**Work required:** Write out, exactly as they stand, the line containing "[mark] yellow harvested" and all subsequent lines up to and including the final line of the records.
═══ Source information
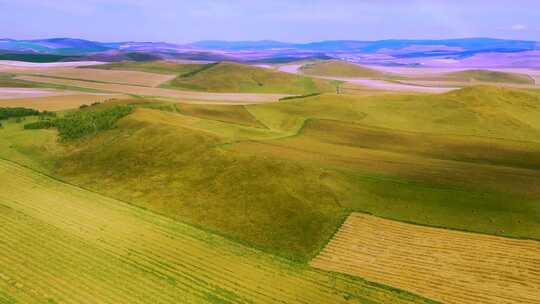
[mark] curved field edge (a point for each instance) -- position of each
(65, 244)
(449, 266)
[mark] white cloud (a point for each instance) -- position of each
(519, 27)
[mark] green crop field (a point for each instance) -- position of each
(233, 77)
(489, 76)
(79, 246)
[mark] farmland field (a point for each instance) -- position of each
(264, 184)
(79, 245)
(448, 266)
(57, 103)
(140, 78)
(148, 91)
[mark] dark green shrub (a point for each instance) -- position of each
(81, 123)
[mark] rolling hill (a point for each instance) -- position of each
(489, 76)
(234, 77)
(336, 68)
(282, 177)
(85, 246)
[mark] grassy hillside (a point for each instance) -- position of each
(162, 67)
(63, 244)
(336, 68)
(282, 176)
(489, 76)
(233, 77)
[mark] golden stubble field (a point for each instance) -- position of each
(58, 103)
(122, 77)
(62, 244)
(184, 96)
(444, 265)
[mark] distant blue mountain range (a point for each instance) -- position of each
(65, 49)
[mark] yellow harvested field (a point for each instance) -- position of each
(63, 244)
(57, 103)
(236, 98)
(444, 265)
(122, 77)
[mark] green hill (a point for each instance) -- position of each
(234, 77)
(489, 76)
(63, 244)
(281, 177)
(336, 68)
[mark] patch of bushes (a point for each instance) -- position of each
(6, 113)
(81, 123)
══════
**Response for this exercise:**
[mark] yellow harvested field (a point for each instance) -- position of each
(63, 244)
(57, 103)
(236, 98)
(444, 265)
(122, 77)
[mark] green hill (a point for each instance) -- position of each
(234, 77)
(489, 76)
(63, 244)
(281, 177)
(336, 68)
[mark] patch of bushes (a point for each instance) -- position of each
(6, 113)
(81, 123)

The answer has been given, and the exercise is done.